Textabschnitt —
'''

Wir haben geschlafen, wie die Murmeltiere. Außer dem Rauschen des nahegelegenen Flusses und dem Glockenklang der grasenden Kühe war nichts zu hören. Um 8:00 Uhr packen wir Duschzeug und Klopapier ein und laufen durch die Morgensonne und 8 Grad Außentemperatur zur örtlichen Nasszelle. Auf dem Platz herrscht bereits reges Treiben: Die Einen suchen ein sonniges Plätzchen fürs Frühstück, die Anderen gehen den Pflichten rund um den Camper nach. Nachdem Grauwasser entleert, das Chemieklo auf Vordermann, Wasser aufgefüllt und der Strom abgestöpselt ist, rollen wir von den Auffahrkeilen und in Richtung Ruta del cares.
Wir haben uns für den Einstieg in Caín entschieden und fahren daher zurück nach Posada de Valdeón. Im Ort angekommen geht es rechts ab- allerdings prangt mal wieder ein „Camper verboten“-Schild vor unserer Nase. Das haben wir allerdings gestern schon entdeckt und nun die Wahl zwischen „ignorieren“ und „versuchen zu umfahren“. Wir entscheiden uns für letzteres und siehe da: Die Straßen sind zwar extrem eng, aber kein Verbots-Schild zu sehen. Also geht es für uns weiter Richtung Ziel: Über enge, kurvige Wege (mit bis zu 20% Steigung und Gefälle), durch verwunschene Wälder und mit wundervollen Aussichten auf die Picos. Begleitet wird das Ganze von Miris durchgehendem Beten, dass uns niemand (genauso beklopptes) entgegen kommt.
In Caín finden wir direkt am Ortseingang einen kostenlosen Parkplatz. Der Jefe schaut zwar etwas mürrisch, aber weist uns ein und setzt sich wieder in den Schatten. Die Wanderschuhe werden geschnürt, der Proviant, den Miri gestern schon vorbereitet hat, in den Rucksack gepackt und es geht los. Was uns erwartet, wissen wir nur bedingt. Wir möchten Euch aber folgendes mitgeben, falls ihr diese einzigartige Wanderung auch auf Eurer Bucket-List habt:
- Der Weg verläuft entlang des Fluss Cares (daher der Name) zwischen Caín & Poncebos und ist 11km lang.
- Es handelt sich um keinen Rundweg!
- Wenn man in Caín oder Poncebos ankommt (je nachdem wo man startet) muss man auch wieder zurück laufen. Es gibt zwar Taxis, die zwischen den Orten verkehren, allerdings handelt es sich um eine Distanz von ca. 100 Kilometern & eine Fahrtzeit von mind 2 Stunden! Die Fahrtkosten kann man sich dann hochrechnen
- Trittsicherheit und Schwindelfreiheit sind Grundvoraussetzung: Der Weg verläuft immer am Abgrund entlang und mit Blick auf schroffe Bergformationen und das tiefe Tal, durch das sich der Fluss schlängelt.

'''

Angezeigte Datensätze —
'''

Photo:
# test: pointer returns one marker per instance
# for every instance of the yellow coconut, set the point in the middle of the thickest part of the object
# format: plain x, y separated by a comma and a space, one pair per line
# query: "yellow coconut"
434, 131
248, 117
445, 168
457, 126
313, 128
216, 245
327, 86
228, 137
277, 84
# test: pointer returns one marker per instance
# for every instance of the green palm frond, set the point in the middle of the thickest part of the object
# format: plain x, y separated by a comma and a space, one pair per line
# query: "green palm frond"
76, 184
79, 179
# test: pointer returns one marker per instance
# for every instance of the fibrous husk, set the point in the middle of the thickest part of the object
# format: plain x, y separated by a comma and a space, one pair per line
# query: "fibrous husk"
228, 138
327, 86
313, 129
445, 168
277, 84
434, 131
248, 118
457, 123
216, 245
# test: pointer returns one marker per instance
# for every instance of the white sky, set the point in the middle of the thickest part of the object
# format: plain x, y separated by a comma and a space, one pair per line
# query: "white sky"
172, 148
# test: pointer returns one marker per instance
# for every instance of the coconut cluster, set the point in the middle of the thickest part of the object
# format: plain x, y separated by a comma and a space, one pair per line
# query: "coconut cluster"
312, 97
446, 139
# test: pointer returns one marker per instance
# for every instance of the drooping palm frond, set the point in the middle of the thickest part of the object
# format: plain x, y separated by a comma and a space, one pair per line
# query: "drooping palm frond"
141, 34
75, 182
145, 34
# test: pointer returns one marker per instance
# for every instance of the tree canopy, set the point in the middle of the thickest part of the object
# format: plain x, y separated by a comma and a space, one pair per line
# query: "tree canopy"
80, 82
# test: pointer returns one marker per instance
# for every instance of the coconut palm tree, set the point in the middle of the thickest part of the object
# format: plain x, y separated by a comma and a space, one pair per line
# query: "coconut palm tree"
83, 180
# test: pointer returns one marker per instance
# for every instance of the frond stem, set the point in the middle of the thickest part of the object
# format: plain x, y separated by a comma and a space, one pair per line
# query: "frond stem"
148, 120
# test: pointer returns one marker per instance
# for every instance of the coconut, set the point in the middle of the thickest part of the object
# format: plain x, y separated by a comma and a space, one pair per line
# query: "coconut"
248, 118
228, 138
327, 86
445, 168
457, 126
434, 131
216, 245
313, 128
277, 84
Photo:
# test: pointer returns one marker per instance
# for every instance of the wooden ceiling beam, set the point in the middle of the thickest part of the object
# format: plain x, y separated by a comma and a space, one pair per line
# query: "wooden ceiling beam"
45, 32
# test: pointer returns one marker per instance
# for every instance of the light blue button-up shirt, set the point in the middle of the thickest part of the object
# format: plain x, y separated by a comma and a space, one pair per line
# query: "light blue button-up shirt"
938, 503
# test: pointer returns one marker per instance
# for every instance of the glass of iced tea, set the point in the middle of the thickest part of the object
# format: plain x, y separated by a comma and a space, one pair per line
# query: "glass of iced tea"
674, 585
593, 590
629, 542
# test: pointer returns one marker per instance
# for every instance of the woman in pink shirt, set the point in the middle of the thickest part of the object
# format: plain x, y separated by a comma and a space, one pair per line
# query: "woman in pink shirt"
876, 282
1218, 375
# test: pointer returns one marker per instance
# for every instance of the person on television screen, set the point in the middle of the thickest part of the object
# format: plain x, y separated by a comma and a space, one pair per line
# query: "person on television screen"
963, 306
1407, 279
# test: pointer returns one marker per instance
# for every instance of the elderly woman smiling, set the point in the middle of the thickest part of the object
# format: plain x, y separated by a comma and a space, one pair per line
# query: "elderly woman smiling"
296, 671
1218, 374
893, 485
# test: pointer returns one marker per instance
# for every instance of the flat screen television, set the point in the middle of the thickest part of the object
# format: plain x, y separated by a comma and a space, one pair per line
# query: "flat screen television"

'''

Aufgabenübersicht —
a) Welche Zeilen der Datensätze enthalten das Wort „yellow“? Zeige jede davon vollständig und achte dabei auf Groß- und Kleinschreibung.
b) Wie könnte der Wanderbericht über die Ruta del Cares weitergehen? Setze ihn nach seinem letzten Satz fort.

Ergebnisse je Aufgabe —
a)
# for every instance of the yellow coconut, set the point in the middle of the thickest part of the object
# query: "yellow coconut"

b)
- Von Poncebos aus ist der Weg etwas anstrengender, da es erstmal 2 km bergauf geht.
- Außer in Caín und in Poncebos gibt es unterwegs keine Einkehrmöglichkeiten, Toiletten oder Kiosks. Daher sollte man ausreichend zu Trinken und Proviant fürs Picknick unterwegs mitnehmen.
- Im Sommer verläuft der Weg durch die pralle Sonne, daher unbedingt an Kopfbedeckung und Sonnenschutz denken.
- Und ganz wichtig: Kamera nicht vergessen & öfter mal eine kurze Pause machen und die Aussicht genießen.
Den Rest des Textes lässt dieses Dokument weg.